Locate each line of the material below that contains the word "small" and copy it.

* RECORD EXCERPTS:
****************************************

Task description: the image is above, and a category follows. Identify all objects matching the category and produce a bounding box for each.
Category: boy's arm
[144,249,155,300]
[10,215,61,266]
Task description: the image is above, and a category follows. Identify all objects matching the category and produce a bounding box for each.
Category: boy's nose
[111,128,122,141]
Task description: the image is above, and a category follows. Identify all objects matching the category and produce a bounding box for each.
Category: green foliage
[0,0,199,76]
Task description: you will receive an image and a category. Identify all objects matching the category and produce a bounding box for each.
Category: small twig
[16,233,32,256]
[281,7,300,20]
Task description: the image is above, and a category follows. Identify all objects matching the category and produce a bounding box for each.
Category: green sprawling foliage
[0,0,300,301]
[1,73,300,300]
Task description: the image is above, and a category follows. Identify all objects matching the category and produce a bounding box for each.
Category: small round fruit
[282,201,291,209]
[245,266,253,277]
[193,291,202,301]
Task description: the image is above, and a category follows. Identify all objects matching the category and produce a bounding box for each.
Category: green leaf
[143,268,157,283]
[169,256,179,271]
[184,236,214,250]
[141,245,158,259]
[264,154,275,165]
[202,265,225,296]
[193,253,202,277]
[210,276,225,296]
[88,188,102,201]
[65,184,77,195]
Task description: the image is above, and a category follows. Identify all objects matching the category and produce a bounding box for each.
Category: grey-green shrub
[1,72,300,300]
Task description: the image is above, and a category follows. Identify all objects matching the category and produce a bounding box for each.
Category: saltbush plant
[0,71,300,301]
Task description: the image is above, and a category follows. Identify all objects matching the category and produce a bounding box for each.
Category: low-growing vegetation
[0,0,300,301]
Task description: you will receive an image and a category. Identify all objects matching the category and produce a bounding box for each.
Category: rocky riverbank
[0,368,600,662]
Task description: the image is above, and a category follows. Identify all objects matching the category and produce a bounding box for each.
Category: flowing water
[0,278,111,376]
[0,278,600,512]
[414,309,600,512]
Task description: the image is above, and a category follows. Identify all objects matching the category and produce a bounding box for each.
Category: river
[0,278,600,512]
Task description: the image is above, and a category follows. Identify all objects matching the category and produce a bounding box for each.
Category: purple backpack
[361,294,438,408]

****************************************

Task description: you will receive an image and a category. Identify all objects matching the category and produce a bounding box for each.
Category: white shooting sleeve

****************************************

* COMPLETED EXERCISE:
Category: small twig
Category: small round fruit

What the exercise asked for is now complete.